=== DATA SHOWN ===
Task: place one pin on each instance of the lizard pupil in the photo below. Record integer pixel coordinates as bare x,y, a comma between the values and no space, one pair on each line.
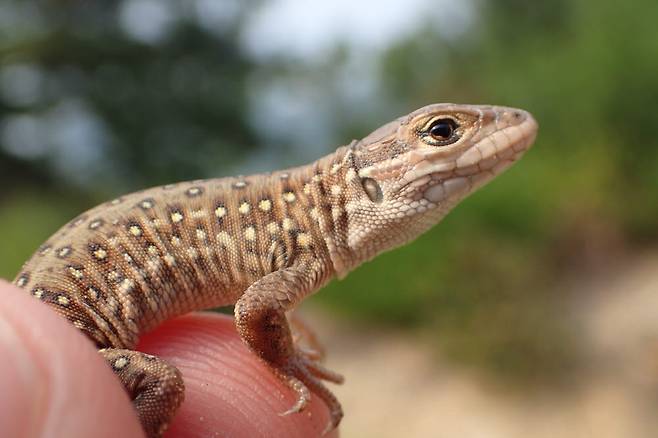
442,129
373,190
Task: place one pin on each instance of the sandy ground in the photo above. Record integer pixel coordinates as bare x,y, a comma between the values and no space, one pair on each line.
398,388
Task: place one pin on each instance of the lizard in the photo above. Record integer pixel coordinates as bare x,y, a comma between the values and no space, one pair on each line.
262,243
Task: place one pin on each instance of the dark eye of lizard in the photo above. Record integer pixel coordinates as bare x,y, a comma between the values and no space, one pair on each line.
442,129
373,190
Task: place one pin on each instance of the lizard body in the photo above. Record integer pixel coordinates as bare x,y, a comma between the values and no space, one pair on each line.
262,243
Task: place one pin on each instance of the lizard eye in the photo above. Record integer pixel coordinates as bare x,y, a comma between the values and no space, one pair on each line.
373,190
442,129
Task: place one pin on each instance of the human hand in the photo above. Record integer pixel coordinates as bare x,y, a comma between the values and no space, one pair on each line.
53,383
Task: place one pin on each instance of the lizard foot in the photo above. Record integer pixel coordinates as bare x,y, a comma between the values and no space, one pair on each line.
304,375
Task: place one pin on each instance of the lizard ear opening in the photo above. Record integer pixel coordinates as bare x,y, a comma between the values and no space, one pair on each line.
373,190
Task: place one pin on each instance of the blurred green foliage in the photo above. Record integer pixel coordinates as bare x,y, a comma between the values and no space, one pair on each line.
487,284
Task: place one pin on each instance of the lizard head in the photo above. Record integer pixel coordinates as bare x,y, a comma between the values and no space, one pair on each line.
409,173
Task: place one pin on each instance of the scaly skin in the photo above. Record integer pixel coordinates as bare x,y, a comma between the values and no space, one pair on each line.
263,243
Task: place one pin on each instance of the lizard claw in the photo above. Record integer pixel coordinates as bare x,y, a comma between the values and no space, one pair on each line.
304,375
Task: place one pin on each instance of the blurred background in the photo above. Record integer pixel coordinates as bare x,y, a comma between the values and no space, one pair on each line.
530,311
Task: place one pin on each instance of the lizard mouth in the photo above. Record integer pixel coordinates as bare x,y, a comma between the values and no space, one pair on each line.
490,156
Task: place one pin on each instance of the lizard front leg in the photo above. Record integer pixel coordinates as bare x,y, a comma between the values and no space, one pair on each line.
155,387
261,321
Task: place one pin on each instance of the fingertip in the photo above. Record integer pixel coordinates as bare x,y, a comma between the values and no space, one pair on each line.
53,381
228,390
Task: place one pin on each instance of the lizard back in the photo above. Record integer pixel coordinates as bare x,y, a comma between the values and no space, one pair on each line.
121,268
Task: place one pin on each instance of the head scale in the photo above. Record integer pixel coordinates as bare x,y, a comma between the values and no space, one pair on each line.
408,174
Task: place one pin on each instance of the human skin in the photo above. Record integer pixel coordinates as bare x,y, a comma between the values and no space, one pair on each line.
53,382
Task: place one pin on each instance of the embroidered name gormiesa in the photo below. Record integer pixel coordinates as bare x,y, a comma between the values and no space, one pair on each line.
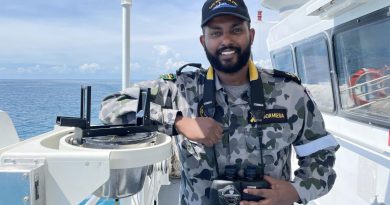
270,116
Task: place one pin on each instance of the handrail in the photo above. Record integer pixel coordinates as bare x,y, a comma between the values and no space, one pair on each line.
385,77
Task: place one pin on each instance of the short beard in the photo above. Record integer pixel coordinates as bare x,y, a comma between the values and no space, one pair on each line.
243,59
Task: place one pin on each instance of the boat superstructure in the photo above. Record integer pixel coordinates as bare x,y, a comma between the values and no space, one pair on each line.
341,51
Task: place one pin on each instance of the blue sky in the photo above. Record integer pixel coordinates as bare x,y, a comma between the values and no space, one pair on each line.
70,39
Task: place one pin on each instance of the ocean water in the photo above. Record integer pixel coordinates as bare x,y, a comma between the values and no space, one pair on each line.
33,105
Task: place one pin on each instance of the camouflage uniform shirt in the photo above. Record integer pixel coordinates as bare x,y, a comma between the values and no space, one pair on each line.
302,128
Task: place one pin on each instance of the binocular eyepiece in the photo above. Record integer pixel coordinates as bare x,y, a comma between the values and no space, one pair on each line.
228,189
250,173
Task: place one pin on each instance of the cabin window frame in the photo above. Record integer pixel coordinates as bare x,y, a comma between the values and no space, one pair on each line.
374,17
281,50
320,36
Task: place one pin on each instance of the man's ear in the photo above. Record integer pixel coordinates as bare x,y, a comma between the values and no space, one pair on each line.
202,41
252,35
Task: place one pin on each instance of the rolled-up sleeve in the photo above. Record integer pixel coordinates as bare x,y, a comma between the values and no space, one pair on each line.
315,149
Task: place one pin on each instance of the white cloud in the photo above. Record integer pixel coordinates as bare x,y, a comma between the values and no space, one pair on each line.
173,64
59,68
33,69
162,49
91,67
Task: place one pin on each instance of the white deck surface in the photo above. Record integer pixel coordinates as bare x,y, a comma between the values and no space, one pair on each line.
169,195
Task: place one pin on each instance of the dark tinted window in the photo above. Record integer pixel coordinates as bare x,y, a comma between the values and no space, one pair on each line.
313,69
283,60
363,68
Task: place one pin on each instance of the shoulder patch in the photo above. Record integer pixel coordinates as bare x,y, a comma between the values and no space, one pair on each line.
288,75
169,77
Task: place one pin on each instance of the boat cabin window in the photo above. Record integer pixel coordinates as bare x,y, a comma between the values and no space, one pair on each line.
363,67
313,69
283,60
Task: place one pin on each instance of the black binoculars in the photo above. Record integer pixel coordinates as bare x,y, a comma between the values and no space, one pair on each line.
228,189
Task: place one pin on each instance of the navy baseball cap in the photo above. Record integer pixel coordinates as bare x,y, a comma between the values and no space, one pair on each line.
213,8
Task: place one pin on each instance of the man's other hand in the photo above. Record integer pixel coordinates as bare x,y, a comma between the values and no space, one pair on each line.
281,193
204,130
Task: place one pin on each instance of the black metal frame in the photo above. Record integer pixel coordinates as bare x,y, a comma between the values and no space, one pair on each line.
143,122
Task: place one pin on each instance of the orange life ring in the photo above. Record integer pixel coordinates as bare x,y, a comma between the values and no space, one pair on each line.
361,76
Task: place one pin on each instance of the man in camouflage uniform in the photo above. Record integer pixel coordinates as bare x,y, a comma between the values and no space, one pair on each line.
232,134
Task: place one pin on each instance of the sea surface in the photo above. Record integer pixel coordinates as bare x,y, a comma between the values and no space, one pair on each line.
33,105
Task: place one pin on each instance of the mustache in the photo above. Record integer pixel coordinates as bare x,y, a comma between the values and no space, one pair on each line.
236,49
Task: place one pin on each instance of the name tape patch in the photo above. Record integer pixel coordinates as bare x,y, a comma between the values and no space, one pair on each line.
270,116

---

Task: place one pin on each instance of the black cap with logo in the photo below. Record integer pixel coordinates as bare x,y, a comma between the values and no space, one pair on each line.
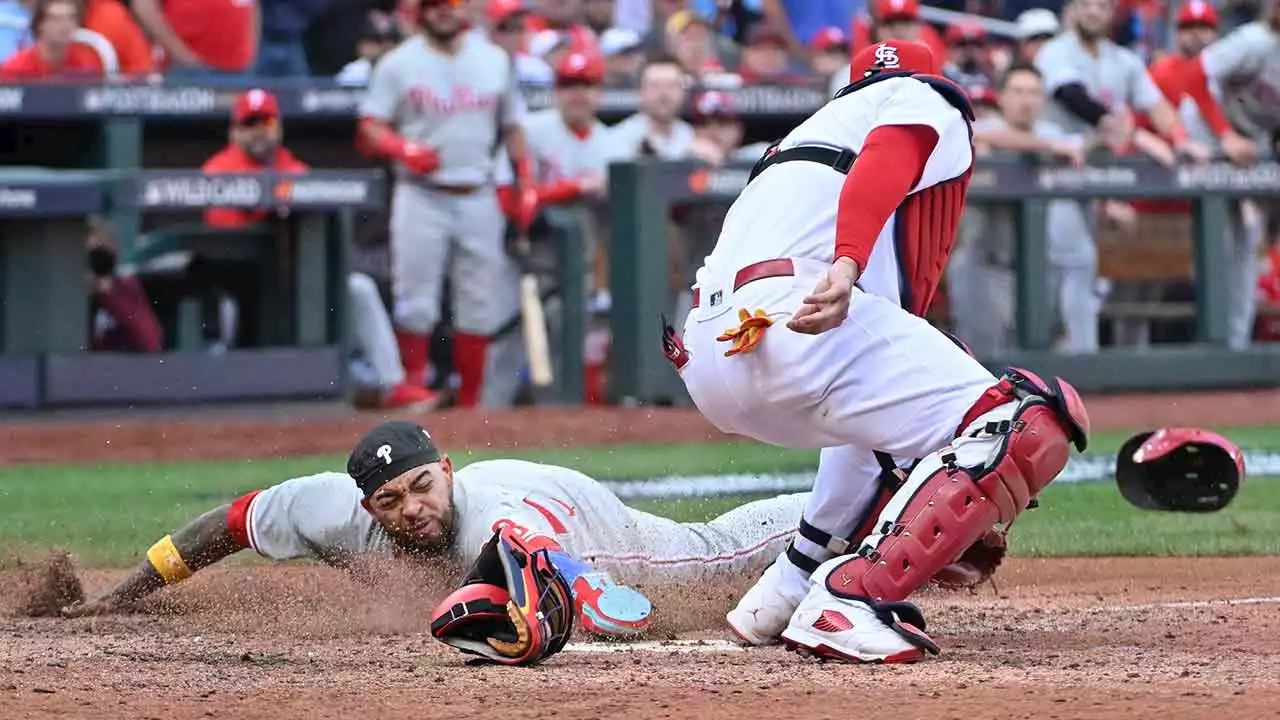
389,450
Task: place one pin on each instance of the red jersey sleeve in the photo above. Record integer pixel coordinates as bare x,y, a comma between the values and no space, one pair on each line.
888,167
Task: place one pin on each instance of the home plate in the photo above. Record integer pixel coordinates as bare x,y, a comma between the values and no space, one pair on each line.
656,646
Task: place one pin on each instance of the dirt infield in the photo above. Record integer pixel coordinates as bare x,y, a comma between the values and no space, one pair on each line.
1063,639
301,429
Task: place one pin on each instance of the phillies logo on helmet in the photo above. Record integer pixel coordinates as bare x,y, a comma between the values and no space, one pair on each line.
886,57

=== SET PROBLEM ===
Find every line above that contains the word "foot", and copy each of those lines in full.

=== OUTPUT FOR THIS TASK ===
Task: place one pin on each instance of the lizard foot in the photo above. Record integer pixel coordinates as bare x,y, a comma between the values and no space, one pair on each line.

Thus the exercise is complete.